───── SOURCE DOCUMENT

After a slightly rocky beginning ,to OA has been going really well. I even was able to loosen SOME of the boundaries (met at her house once, so J could see where she used to live.. moved a visitation date)
we have an OA that includes quarterly visits
the dilemma:
since last November, the requests for visits has dropped off. There's always a "reason":
* she has the flu (one week prior to the scheduled visit)
* bed bugs
* feb is too cold to do outside visit and chucky cheese is too expensive. i suggested we move it to the mall which is inside and free, but that was dismissed.. won't go back to her house because a "housemate" kept making sexual comments about my 8 year old)
we had our november visit in december and none since.
One month ago, T canceled due to bed bugs but said she would definitely want to do something in April. i told her we would be gone spring break week (next week).
Since then, nothing.
2 weeks ago, J mentioned that he's been a long time since she's seen "mummy"
I have a zillion conflicting emotions
1) I have grown to love and care for T. I worry that she's either depressed, deeper in her addiction, has some other bigger problem going on
2) That said, our relationship works because i don't get sucked into her problems.

──────────

**DIRECTIVE A:** Retype the open adoption post between "After a slightly" and "the scheduled visit)", inclusive.
**DIRECTIVE B:** According to the open adoption post, are the following true? Answer yes or no for each, quoting the words of the post that decide it. (i) The open adoption agreement includes quarterly visits. (ii) The November visit took place in November. (iii) The suggestion to move the visit to the mall was accepted.
**DIRECTIVE C:** In the open adoption post, what reason did T give for canceling one month ago?

───── RECORDED INFORMATION

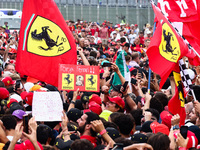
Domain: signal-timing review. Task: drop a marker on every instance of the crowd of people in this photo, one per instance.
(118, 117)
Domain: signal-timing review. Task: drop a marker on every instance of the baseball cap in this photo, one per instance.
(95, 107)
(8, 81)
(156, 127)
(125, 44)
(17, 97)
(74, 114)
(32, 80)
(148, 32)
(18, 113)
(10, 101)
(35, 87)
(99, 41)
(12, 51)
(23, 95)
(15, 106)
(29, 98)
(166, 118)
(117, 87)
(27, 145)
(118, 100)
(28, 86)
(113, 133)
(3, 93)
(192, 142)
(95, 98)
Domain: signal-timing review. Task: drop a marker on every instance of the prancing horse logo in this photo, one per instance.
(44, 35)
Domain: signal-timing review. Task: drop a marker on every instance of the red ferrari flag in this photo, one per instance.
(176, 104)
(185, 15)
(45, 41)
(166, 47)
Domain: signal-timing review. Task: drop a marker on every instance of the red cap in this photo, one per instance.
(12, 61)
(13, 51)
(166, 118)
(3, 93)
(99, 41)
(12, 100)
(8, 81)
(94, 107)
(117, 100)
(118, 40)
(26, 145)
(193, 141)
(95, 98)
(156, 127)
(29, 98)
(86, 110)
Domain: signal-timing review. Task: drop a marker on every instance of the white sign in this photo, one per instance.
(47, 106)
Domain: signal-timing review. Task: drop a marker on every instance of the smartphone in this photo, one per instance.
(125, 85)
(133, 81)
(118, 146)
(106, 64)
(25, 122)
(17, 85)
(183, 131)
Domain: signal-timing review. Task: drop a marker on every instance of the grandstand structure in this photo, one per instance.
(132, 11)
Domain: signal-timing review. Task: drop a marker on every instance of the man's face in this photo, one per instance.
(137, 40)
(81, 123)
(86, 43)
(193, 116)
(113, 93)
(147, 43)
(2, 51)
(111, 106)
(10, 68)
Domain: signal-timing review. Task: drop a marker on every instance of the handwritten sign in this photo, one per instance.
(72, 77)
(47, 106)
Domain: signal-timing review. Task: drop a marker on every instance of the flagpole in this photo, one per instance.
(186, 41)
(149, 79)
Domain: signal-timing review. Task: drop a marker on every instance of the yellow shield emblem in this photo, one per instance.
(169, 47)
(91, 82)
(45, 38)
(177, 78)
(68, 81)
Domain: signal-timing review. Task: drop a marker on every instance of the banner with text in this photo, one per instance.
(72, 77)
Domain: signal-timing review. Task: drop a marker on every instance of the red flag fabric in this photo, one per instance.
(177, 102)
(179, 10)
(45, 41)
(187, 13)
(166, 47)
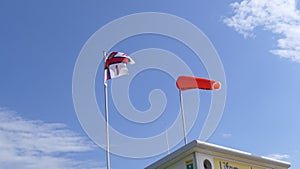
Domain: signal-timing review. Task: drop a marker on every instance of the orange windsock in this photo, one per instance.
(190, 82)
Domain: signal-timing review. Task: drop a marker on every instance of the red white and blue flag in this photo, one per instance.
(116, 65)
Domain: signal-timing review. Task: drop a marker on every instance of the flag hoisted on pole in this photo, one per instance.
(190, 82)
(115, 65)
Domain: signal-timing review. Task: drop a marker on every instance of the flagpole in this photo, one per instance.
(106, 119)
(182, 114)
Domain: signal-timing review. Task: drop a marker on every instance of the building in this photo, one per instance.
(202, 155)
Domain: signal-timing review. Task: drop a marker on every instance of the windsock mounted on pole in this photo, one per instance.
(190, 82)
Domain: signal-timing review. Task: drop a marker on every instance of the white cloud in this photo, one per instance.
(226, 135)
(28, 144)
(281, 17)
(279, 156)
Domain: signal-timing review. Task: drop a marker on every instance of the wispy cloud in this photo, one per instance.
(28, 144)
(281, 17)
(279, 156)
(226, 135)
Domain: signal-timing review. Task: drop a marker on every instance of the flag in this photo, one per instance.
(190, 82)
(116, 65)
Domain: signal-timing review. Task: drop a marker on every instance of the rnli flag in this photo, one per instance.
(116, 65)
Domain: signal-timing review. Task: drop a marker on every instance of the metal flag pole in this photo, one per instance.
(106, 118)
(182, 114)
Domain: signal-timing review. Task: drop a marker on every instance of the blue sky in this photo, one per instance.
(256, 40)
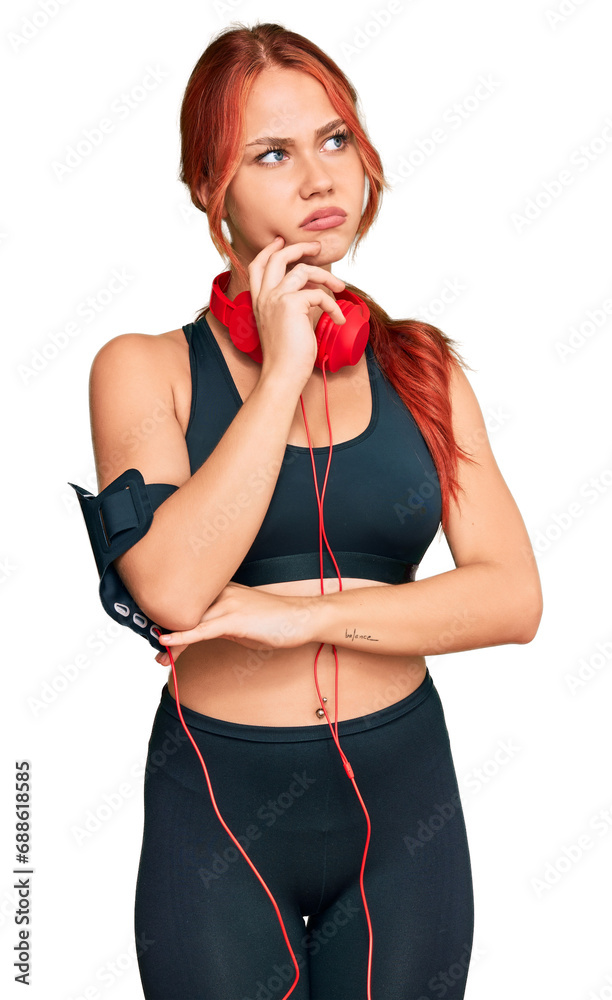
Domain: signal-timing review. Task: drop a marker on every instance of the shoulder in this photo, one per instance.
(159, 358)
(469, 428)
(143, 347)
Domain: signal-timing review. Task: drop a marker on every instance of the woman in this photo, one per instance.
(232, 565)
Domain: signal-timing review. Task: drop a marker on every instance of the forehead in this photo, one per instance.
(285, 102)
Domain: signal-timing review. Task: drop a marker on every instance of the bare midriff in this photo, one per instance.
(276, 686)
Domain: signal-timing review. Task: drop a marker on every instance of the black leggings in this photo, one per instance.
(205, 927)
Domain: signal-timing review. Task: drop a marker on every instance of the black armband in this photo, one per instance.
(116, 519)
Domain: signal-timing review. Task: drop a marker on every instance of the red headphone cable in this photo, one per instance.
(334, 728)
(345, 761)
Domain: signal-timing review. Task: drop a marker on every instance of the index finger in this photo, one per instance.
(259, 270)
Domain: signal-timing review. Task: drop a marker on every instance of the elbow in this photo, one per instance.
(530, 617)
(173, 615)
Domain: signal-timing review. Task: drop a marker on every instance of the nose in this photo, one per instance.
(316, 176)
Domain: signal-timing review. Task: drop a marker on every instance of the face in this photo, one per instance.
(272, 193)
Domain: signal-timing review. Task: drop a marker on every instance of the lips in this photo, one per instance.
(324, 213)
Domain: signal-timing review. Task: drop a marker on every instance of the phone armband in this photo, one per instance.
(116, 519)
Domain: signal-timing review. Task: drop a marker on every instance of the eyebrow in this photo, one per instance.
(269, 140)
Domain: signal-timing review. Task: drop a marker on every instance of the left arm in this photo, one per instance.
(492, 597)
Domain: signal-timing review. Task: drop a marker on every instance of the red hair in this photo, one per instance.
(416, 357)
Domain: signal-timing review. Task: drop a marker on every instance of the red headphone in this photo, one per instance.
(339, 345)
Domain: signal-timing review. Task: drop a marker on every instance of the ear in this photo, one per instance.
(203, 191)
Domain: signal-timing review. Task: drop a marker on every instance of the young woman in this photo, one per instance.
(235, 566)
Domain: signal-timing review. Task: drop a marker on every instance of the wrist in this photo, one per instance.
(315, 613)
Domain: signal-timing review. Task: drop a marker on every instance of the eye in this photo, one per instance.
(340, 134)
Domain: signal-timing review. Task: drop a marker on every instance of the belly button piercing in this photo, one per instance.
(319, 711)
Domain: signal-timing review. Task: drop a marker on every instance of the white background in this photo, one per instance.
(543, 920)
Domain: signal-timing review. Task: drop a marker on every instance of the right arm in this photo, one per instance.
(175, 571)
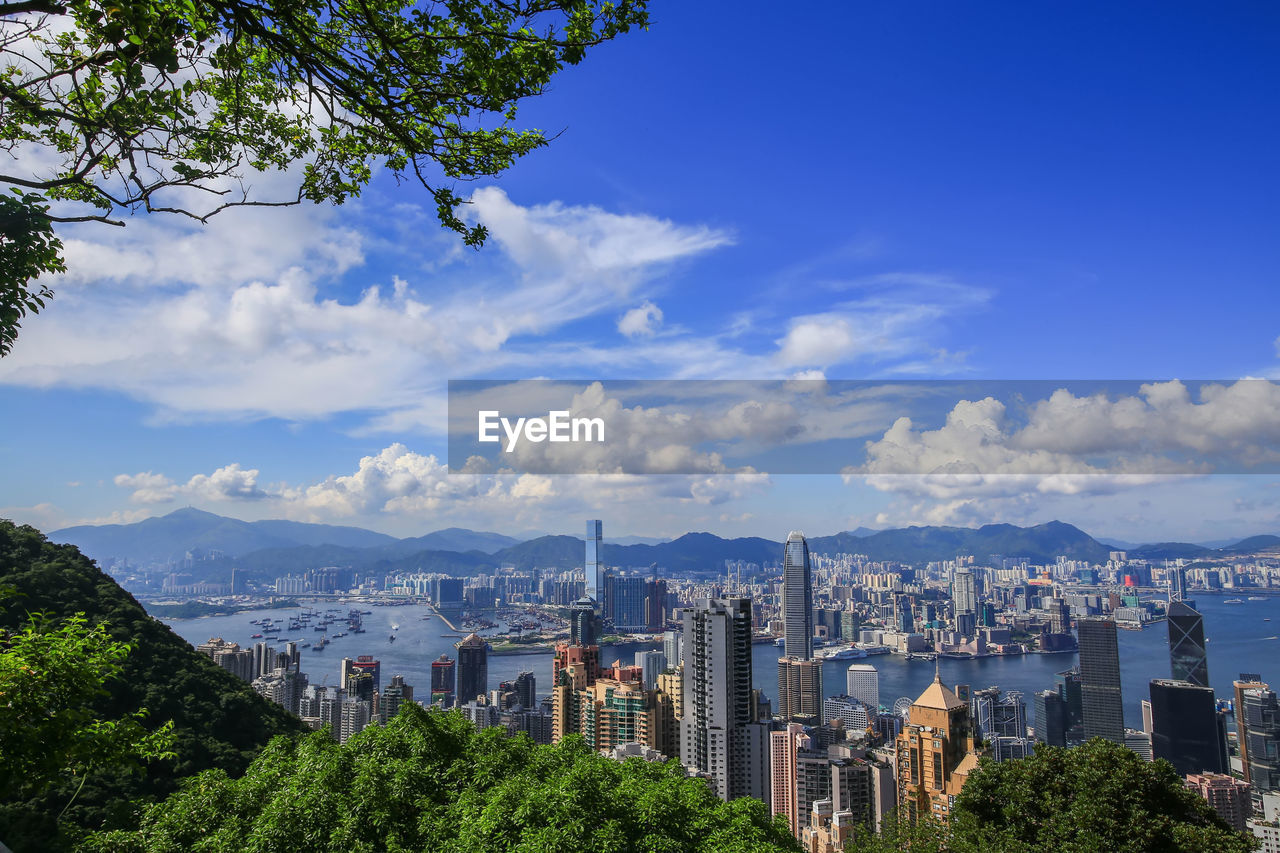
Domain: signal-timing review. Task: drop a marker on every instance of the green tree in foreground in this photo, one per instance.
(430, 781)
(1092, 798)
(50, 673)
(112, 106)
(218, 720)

──────────

**SOLUTION A:**
After a slightly rocky beginning ,to OA has been going really well. I even was able to loosen SOME of the boundaries (met at her house once, so J could see where she used to live.. moved a visitation date)
we have an OA that includes quarterly visits
the dilemma:
since last November, the requests for visits has dropped off. There's always a "reason":
* she has the flu (one week prior to the scheduled visit)

**SOLUTION B:**
(i) Yes: "we have an OA that includes quarterly visits"
(ii) No: "we had our november visit in december and none since."
(iii) No: "i suggested we move it to the mall which is inside and free, but that was dismissed"

**SOLUTION C:** Bed bugs.